*Instruction*
Starting at the beginning of the items below and ending at the line that contains "[216,41,242,64]", rewrite every line in that span with its wording unchanged, and scale each bounding-box coordinate in the answers by 2.15. Round each result to a whole number, with halves rounding up, and give only those lines.

*Dataset records*
● ● ● ● ● ● ●

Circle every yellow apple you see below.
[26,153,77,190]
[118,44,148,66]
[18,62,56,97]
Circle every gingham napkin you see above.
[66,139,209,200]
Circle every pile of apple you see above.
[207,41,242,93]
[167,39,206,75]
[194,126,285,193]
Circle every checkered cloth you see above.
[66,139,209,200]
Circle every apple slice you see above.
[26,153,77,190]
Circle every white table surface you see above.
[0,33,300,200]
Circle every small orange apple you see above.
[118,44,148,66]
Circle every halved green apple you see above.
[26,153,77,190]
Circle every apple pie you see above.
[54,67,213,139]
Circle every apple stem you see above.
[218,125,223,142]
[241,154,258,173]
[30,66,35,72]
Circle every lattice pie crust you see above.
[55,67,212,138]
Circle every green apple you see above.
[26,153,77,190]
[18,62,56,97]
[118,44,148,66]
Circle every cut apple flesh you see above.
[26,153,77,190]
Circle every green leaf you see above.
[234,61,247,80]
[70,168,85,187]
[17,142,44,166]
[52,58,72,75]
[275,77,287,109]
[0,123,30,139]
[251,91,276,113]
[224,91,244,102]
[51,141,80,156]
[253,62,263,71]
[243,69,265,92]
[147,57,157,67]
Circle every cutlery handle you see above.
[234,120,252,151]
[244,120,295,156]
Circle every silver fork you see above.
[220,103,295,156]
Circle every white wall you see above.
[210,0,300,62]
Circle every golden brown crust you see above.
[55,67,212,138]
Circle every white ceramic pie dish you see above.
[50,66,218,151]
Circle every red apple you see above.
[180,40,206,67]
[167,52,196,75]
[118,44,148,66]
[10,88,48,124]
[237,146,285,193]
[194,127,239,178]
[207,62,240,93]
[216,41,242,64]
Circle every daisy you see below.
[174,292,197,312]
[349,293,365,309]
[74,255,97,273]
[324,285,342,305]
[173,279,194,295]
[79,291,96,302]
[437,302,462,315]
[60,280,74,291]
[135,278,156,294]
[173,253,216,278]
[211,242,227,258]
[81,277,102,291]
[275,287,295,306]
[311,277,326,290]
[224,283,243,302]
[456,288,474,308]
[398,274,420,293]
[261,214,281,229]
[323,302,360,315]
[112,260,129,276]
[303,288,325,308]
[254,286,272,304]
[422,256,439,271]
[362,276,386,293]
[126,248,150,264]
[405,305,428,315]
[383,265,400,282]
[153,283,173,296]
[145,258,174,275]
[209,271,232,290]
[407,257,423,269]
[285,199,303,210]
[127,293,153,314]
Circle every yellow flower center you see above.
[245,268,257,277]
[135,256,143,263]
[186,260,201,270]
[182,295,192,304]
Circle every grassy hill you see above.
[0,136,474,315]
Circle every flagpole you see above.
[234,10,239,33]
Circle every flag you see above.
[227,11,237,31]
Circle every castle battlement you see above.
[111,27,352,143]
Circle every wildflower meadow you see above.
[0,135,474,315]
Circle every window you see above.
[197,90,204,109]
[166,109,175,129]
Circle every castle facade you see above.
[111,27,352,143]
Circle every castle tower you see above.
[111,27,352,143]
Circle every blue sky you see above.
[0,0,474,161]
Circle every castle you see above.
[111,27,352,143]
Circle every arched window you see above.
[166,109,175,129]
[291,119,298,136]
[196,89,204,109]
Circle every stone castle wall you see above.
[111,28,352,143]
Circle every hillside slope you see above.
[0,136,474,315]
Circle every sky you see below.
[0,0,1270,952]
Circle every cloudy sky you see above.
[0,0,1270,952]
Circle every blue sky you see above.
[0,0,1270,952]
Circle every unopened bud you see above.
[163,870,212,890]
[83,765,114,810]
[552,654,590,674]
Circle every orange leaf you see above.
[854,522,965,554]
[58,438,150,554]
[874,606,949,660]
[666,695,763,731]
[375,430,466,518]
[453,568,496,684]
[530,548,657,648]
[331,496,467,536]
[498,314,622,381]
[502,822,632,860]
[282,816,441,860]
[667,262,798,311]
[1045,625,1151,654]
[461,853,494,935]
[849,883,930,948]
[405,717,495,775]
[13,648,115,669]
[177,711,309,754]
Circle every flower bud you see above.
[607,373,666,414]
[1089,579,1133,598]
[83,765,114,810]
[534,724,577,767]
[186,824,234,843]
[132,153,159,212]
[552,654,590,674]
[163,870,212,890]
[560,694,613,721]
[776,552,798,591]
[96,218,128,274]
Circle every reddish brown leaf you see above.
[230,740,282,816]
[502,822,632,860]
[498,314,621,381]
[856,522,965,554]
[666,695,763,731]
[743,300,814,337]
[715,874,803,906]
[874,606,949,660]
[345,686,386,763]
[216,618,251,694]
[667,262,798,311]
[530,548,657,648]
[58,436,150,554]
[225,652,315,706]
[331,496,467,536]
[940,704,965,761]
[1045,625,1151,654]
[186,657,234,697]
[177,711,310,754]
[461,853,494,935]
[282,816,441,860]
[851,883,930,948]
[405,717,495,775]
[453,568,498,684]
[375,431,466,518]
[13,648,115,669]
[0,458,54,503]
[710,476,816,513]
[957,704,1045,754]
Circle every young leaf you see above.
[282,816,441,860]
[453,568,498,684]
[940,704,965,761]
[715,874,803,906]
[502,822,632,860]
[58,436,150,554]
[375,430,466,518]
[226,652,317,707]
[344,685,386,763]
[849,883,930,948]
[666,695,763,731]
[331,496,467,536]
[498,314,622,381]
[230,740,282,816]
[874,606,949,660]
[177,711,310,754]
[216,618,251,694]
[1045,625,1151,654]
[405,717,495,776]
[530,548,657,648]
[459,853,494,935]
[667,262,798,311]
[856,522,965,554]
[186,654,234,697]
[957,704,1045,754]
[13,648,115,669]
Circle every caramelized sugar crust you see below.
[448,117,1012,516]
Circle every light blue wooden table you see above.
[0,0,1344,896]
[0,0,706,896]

● ● ● ● ● ● ●

*Output for this exercise*
Circle every yellow apple you see below.
[56,329,166,409]
[254,95,318,142]
[39,133,120,209]
Circle every gingham napkin you see above.
[142,299,449,430]
Circle every pile of apple you see above.
[445,88,520,200]
[359,84,443,161]
[417,271,613,415]
Circle every checkered cloth you see above.
[142,299,449,430]
Circle every apple slice you see above.
[56,329,166,409]
Circle every white table surface you see above.
[0,71,645,430]
Circle every small orange apple you see above.
[254,95,318,142]
Circle every halved green apple you see above.
[56,329,166,409]
Circle every apple pie you see above.
[116,144,458,299]
Circle every apple stem you see above.
[469,269,479,305]
[518,331,555,372]
[65,142,75,155]
Circle every lattice pie crust you see above.
[118,144,456,297]
Circle every green apple you see above.
[56,329,166,409]
[39,133,120,209]
[254,95,318,142]
Circle every cut apple flesh you see above.
[56,329,166,409]
Circle every green leaf you see above.
[503,131,531,172]
[151,361,183,402]
[37,305,95,357]
[112,125,155,161]
[591,166,617,234]
[0,264,65,299]
[540,196,593,243]
[482,196,525,219]
[110,303,172,335]
[544,133,565,153]
[522,148,570,198]
[316,123,338,144]
Circle every cutlery handle you see above.
[503,258,542,325]
[525,258,634,335]
Circle every silver fork you see above.
[473,221,634,335]
Circle every white wall you see above.
[452,0,645,133]
Circle every golden brown crust you see above.
[118,144,456,297]
Circle every white ceramic pie dish you see above.
[108,142,469,325]
Circle every red apple you see above.
[387,86,443,144]
[359,112,421,161]
[254,95,318,142]
[22,189,103,267]
[510,314,613,415]
[417,273,514,383]
[445,133,516,200]
[464,88,520,138]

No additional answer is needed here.